Estamos a poucas semanas da Copa do Mundo 2014. Há alguns anos, imaginei que estes dias seriam bem diferentes. Sinto falta de mais verde e amarelo, de mais bandeiras, de muros pintados e de felicidade. Ao menos é assim que costumo lembrar das vésperas das copas anteriores. Em particular a de 1994, que não sai da minha cabeça. Lembro de bastante coisa para alguém que tinha apenas cinco anos. Não me esqueço, por exemplo, de que cheguei a escrever uma cartinha para Dunga. Por algum motivo (este, sim, não lembro), o capitão era o meu jogador predileto naquele time inesquecível. Aquela era, oficialmente, a minha primeira copa. De 1990, não recordo nada.
Apesar dos 24 anos sem conquistar títulos (ou por causa disso), em 1994, notei mais entusiasmo nas ruas, ao menos no Recife, minha cidade. Diversos estabelecimentos comerciais e marcas distribuíam tabelas com os jogos da copa. Até colecionei. Depois elegi a mais bonita para marcar os resultados. Nas ruas, era incontável o número de carros que carregavam a bandeira brasileira flamulante na janela. Na escola, a professora (4ª série) mobilizou toda a turma para montar um mural com as bandeiras das seleções participantes. Coube a mim, pintar a Dinamarca. Os muros também estavam pintados de verde e amarelo. Hoje, em contraste, noto certa apatia, apesar de a Copa 2014 ser no nosso quintal.

## ATIVIDADES
- a) No relato sobre as copas, qual seleção coube a quem narra pintar no mural da escola?
- b) Escreva a continuação do relato sobre as copas a partir da última frase apresentada.

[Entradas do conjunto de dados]
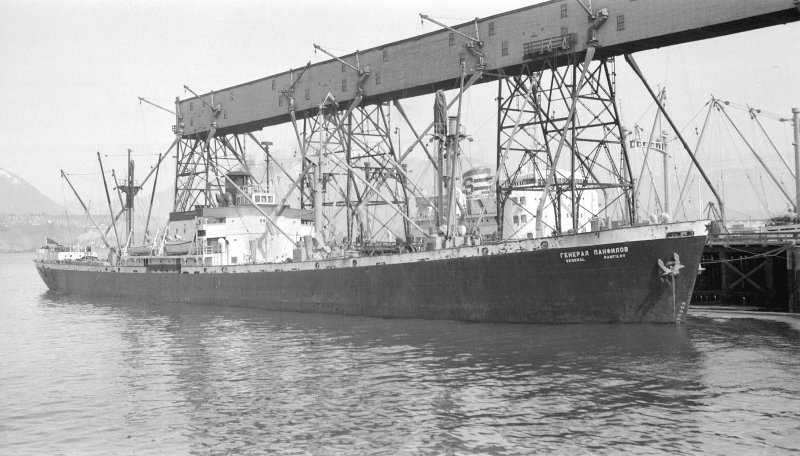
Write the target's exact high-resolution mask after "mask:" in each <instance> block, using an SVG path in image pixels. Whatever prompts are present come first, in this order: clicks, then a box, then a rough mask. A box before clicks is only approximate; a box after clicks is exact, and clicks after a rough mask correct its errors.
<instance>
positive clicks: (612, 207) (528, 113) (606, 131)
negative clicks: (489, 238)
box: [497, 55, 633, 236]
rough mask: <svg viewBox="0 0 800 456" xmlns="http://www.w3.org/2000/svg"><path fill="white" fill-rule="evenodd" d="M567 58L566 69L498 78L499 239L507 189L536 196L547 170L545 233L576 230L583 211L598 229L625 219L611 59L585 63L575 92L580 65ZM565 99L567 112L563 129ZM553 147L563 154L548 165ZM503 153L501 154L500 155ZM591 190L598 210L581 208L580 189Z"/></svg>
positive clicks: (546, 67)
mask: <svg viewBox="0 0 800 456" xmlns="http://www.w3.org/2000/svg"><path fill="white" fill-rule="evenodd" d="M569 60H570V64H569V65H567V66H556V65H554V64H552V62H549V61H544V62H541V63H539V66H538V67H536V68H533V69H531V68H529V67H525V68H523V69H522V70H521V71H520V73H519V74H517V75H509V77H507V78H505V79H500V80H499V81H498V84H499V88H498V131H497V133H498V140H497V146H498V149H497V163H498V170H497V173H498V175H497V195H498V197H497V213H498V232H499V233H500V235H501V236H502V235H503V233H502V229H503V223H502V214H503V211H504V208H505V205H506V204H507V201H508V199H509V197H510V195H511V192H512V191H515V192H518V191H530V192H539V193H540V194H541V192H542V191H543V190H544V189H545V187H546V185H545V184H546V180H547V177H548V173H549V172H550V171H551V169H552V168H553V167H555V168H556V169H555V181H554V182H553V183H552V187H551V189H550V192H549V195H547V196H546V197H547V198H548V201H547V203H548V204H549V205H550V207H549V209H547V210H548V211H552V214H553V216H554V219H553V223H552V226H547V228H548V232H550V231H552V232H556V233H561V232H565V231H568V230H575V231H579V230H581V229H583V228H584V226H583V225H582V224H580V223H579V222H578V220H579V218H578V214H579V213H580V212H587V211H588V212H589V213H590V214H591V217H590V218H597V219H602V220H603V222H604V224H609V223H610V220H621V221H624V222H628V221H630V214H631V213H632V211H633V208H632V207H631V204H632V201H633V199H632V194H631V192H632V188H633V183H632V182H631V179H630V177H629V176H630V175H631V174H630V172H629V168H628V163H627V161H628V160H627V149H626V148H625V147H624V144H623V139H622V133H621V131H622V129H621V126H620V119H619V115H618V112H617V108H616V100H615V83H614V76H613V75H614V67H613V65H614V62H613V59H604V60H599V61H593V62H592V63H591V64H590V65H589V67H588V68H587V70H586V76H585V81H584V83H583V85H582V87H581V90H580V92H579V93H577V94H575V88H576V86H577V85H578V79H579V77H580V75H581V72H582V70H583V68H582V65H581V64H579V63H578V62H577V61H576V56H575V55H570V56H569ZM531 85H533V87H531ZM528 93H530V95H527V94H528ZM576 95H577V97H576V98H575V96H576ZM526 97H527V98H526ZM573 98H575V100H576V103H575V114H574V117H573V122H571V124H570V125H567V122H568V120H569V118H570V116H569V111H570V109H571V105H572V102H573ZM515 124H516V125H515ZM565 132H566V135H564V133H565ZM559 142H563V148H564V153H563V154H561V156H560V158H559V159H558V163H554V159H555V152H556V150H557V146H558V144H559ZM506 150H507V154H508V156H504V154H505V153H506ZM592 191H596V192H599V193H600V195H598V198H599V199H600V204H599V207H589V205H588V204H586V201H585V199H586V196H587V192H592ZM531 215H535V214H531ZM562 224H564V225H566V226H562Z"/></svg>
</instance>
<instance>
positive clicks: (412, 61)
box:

## RESPOSTAS POR TAREFA
- a) A Dinamarca.

- b)
Claro que a minha visão acerca de 1994 pode estar superdimensionada, afinal, como disse, tinha apenas cinco anos. Depois que a cresci, percebi que a casa de vovó não é tão grande quanto imaginava na minha infância, por exemplo. Sem falar que aquela Copa mexeu demais comigo. Tudo novo e muita emoção. Aprendi sobre prorrogação e pênalti. E que pênaltis aqueles da final! É verdade que detalhes pequenos (!), como regra de impedimento, só aprendi anos depois. Enfim, 1994 é mais especial para mim do que 2002, mesmo com todos os "R" em campo. Taffarel é um ídolo até hoje (inclusive porque joguei como goleira no time da faculdade).
Dos jogos mesmo, lembro muito pouco. Recordo que achei engraçado o nome "Camarões" e o apelido "Laranja Mecânica", alguns dos adversários do Brasil. Só lembro uns flashes desses jogos e, claro, da (incrível) final. Recentemente, revi o duelo contra os italianos. É aquela mesma história sobre a casa de vovó acima, percebi que a seleção não era tão espetacular assim. Mas, se faltava técnica, sobrava garra. E amor. A união e sintonia entre os jogadores era realmente contagiante. E isso até hoje me emociona. A final foi de ameaçar os cardíacos de plantão. A bola não queria entrar de jeito nenhum! Eu não entendia direito como funcionava os pênaltis, mas ficava aflita a cada cobrança. Agradeço demais a Roberto Baggio por ter encerrado aquilo da melhor forma possível. No dia seguinte, fiquei desfilando na rua com uma bandeira do Brasil de plástico, brinde de um jornal local.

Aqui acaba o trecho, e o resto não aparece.